--- EXERCISE OBJECTIVE ---
Exact repetition of every entry is required.

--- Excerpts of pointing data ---
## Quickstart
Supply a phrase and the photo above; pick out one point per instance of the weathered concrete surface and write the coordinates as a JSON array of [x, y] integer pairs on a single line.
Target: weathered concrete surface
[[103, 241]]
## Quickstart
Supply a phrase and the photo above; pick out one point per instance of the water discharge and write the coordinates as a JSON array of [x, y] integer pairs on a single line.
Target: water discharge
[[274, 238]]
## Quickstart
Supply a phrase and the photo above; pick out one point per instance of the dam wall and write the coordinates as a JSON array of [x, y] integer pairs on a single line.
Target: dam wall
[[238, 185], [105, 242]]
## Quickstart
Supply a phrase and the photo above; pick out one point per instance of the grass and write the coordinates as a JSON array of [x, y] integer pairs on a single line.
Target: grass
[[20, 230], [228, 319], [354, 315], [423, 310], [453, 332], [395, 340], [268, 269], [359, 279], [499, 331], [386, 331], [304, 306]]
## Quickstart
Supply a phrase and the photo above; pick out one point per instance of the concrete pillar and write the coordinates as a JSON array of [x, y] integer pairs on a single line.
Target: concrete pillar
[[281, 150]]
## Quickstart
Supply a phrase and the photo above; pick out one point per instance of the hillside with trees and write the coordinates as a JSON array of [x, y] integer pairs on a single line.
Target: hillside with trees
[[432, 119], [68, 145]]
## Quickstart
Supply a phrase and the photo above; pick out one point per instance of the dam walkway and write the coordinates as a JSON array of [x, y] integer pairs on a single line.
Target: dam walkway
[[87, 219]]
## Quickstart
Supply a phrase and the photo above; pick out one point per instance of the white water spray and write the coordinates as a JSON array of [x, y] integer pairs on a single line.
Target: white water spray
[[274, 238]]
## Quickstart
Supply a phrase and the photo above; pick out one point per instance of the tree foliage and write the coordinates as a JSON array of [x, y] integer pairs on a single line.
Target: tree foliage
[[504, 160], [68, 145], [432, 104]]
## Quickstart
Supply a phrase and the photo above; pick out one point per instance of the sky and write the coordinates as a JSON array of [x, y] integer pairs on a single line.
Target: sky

--- COMPLETE RESPONSE ---
## Quickstart
Supply a phrase and the photo above; pick out one point per instance of the weathered concrete surface and write the coordinates as a JSON array of [x, y] integer pairs on a single line.
Target: weathered concrete surface
[[103, 241]]
## Quickstart
Supply a phrase and the photo above; pick out one point per instance of the water discharge and write the coordinates as a JSON array of [x, y] integer pairs on a single line.
Target: water discharge
[[274, 238]]
## Quickstart
Supply a phrase and the photo above; pick out one point per instance of the dam wall and write the coordinates as a JSON array of [x, y] integer pairs on a single line.
Target: dam wall
[[238, 185], [105, 242]]
## Quickstart
Supply a phrase and the photo above; pick out one point per instance of the grass and write the coordinates as a JSON array of [x, y] integer pairs on a single line.
Target: grass
[[20, 230], [228, 319], [354, 315], [423, 310], [453, 332], [395, 340], [268, 269], [359, 279], [499, 331], [386, 331], [304, 306]]
## Quickstart
Supply a phrase and the photo above; pick out one point per instance of the concrete pillar and write the coordinates as a JSON array of [x, y] integer pairs on a single line.
Target: concrete pillar
[[281, 150]]
## Quickstart
Supply a phrase and the photo above; pick out one point per instance of the hillside with trees and write the coordinates as a JSON array of [x, y] integer pairs on a single line.
Target: hillside with trees
[[432, 119], [68, 145]]
## Quickstart
Supply a phrase and the photo above; pick out one point per instance of the dam walkway and write the coordinates as a JSON array of [x, y] integer pairs on a single line.
Target: dam walkway
[[87, 219]]
## Quickstart
Supply a phrase and the photo above; pick out one point per instance of the white water spray and write the coordinates as a JSON array of [x, y] integer pairs on a single line.
Target: white water spray
[[274, 238]]
## Quickstart
Supply a phrase and the photo above; pick out one point per instance of the tree foliage and write the coordinates as a JSON array of [x, y] integer pairs on a single line.
Target: tree foliage
[[504, 160], [68, 145], [432, 104]]
## Quickstart
Supply a phrase and the photo above; pick out one point per instance of the sky and write the coordinates as a JSON array of [x, y] integer pairs on a single line.
Target: sky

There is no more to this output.